- TASK INPUT
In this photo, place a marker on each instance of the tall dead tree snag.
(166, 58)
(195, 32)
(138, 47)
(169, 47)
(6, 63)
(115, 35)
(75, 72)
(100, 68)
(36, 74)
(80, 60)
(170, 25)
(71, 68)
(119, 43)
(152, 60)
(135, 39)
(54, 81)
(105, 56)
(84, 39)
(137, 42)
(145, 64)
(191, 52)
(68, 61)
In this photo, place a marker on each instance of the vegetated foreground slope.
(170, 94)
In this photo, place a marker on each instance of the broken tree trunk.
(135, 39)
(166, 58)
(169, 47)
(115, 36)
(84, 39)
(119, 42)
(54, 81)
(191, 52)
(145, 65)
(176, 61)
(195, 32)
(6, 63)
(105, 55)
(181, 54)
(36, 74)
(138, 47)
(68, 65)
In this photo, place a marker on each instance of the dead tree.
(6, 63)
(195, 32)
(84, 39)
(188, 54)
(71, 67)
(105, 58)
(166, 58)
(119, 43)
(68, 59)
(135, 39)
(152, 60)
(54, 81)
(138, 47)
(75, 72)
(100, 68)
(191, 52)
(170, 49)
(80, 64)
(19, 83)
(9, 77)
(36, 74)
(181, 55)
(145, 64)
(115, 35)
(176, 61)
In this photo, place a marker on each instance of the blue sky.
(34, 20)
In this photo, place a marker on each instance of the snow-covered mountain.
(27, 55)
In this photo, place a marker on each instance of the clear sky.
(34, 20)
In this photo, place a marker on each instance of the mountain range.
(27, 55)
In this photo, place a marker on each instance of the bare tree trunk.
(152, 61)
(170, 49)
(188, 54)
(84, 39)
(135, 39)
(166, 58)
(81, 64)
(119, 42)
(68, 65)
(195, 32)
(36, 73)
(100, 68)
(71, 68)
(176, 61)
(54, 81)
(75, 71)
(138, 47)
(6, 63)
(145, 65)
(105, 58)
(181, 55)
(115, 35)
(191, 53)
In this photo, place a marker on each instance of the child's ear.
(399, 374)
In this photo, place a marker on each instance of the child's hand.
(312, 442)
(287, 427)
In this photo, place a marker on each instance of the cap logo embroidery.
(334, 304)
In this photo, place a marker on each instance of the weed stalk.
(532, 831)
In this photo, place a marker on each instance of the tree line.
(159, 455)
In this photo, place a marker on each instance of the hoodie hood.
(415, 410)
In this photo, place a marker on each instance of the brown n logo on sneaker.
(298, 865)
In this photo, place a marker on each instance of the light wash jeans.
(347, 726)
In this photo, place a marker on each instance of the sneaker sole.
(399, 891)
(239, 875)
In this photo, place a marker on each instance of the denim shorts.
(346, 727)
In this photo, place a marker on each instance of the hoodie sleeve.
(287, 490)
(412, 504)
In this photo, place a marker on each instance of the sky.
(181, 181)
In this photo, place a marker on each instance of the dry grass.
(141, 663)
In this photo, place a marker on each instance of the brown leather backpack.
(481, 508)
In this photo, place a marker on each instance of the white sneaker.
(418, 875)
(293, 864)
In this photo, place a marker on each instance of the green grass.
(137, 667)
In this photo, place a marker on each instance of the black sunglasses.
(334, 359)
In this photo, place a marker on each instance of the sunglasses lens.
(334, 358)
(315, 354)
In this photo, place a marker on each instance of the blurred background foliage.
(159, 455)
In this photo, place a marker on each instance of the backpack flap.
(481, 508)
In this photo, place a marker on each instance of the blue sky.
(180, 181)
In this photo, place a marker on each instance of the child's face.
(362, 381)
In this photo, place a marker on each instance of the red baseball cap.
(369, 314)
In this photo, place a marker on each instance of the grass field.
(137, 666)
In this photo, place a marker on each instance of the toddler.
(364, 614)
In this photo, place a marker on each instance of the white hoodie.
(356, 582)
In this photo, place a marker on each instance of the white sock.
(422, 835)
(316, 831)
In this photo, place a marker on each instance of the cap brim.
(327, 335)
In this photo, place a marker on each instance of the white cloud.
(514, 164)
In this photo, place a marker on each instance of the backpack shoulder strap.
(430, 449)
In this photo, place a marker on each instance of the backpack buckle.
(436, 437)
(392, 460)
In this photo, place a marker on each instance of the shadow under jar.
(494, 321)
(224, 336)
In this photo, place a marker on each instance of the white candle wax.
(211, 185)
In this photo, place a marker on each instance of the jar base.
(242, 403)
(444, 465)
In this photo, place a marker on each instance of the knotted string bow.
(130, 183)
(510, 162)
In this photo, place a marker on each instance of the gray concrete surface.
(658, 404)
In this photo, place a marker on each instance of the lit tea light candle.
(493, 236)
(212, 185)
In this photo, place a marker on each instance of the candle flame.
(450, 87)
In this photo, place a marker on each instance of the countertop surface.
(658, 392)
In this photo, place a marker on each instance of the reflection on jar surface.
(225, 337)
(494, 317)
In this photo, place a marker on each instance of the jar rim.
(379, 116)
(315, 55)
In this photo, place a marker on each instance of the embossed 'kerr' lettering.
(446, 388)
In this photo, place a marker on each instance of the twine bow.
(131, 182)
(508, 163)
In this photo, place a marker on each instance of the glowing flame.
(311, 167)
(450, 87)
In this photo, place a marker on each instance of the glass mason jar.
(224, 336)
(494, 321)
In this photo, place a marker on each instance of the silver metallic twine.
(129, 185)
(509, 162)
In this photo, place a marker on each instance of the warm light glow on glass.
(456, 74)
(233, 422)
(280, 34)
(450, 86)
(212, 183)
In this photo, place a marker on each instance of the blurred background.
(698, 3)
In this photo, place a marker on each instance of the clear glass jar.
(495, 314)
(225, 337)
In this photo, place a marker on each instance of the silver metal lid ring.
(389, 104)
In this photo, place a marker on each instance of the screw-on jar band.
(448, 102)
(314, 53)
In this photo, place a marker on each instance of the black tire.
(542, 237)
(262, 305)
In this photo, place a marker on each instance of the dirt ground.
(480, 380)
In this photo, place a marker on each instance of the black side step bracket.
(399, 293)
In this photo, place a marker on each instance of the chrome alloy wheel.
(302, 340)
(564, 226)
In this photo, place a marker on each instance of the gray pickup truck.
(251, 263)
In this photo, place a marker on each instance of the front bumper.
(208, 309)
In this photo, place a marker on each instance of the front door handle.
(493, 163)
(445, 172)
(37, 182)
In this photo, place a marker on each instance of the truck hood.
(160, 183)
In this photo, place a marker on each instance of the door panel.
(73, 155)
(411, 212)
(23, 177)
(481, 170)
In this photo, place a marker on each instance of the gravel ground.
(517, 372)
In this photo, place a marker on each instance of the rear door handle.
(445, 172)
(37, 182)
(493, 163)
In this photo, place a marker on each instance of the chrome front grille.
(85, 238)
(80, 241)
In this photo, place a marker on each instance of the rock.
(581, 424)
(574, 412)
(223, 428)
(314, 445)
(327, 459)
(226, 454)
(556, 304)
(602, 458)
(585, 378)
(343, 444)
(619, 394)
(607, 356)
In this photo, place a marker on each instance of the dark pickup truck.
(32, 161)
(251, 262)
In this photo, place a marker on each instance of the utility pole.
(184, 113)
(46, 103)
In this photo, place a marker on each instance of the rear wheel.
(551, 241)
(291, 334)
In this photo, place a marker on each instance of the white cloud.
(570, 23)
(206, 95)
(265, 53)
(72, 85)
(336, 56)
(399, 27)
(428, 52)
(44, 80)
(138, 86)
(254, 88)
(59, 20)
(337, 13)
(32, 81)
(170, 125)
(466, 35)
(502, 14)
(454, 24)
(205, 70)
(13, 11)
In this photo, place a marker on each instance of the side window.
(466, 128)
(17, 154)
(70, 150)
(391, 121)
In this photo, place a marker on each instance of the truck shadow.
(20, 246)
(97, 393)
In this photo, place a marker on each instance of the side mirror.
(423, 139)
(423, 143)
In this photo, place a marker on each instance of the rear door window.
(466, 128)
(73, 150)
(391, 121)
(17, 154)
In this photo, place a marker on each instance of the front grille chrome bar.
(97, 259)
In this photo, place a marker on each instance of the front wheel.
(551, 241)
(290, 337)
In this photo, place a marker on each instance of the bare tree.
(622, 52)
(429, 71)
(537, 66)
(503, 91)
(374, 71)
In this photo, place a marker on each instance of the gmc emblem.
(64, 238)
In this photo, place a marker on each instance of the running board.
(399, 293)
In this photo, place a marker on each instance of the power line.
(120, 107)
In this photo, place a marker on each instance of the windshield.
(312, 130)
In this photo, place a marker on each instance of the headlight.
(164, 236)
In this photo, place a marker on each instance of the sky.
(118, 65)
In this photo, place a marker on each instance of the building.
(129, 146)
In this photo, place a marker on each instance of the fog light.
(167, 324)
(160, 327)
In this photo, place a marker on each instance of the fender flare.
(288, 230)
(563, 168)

--

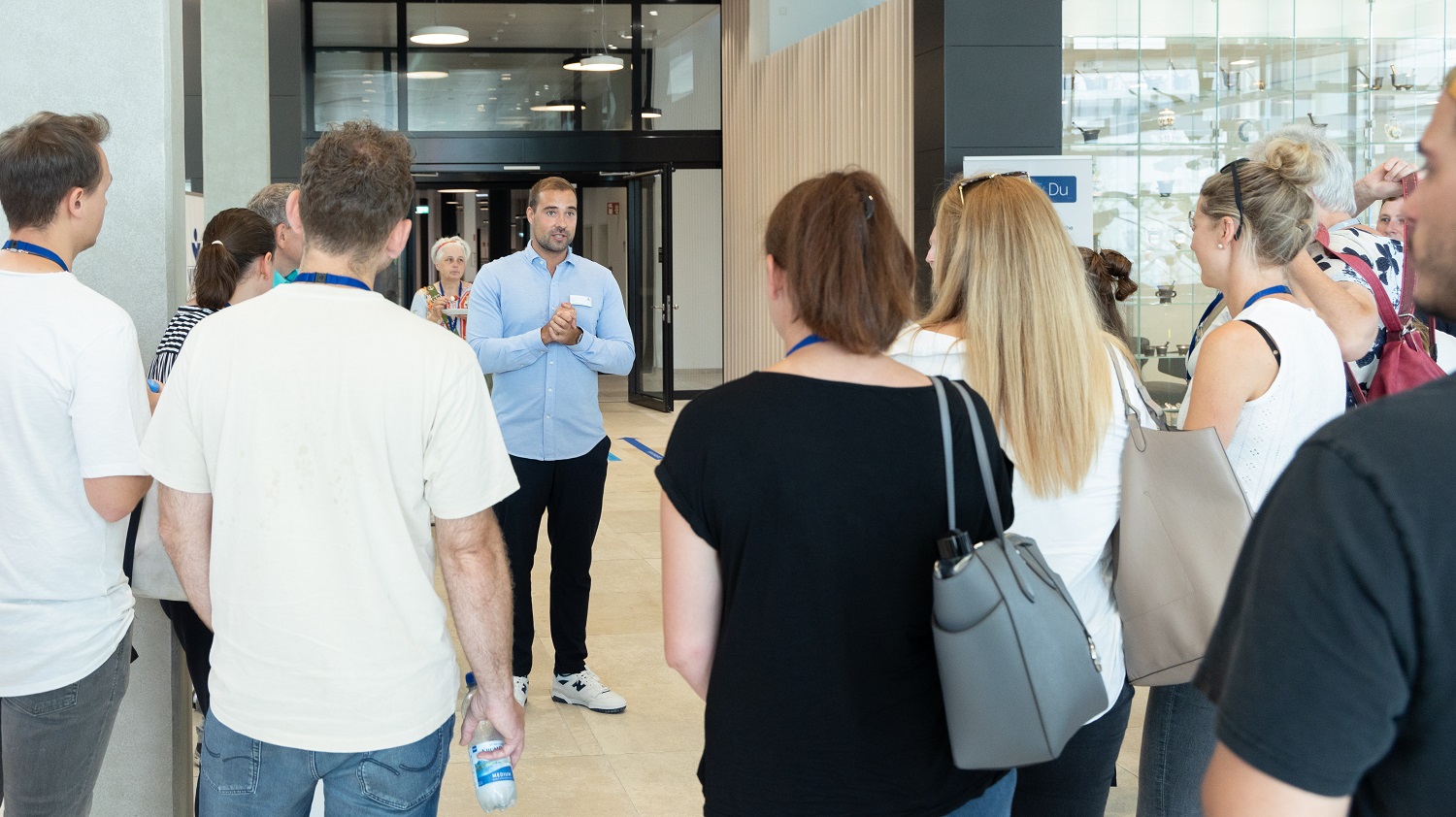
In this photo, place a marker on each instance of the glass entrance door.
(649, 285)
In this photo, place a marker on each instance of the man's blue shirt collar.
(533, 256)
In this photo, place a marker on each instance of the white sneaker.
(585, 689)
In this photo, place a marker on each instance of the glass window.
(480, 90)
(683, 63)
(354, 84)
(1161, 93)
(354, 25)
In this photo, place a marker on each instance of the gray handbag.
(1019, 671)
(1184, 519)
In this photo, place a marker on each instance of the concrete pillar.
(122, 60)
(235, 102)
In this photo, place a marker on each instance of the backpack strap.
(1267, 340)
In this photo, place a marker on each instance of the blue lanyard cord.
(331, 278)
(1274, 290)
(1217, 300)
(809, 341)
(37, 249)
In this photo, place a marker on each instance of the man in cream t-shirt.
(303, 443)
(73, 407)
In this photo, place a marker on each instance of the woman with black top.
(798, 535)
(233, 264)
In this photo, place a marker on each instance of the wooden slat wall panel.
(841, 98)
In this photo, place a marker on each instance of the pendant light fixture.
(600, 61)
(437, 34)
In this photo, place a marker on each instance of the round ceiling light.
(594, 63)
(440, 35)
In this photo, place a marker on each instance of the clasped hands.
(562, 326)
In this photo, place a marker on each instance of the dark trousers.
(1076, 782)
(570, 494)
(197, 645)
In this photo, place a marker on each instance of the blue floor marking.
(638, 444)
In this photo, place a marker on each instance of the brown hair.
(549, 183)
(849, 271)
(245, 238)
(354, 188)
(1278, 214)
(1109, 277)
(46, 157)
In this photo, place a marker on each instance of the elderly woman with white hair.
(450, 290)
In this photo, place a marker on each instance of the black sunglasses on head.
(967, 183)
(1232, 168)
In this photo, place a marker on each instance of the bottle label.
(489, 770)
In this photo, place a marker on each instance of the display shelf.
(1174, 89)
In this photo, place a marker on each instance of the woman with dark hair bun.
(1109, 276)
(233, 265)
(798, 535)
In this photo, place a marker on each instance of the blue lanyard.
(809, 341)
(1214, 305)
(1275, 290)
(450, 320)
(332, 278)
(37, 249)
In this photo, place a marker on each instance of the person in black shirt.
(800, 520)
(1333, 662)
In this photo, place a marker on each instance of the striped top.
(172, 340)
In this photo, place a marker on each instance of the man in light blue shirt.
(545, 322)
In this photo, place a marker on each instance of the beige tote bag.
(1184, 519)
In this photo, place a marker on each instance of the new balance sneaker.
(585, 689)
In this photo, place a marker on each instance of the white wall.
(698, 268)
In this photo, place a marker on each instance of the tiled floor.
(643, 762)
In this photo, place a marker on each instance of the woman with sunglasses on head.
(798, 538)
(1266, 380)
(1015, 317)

- TASK TO CARRY OUT
Which lines of the listing contain the word "blurred"? Pick out each of them and copy it.

- WORKED SOLUTION
In this photo, place a marker on each instance of the blurred background foliage.
In this photo, place a marker on each instance of the blurred background.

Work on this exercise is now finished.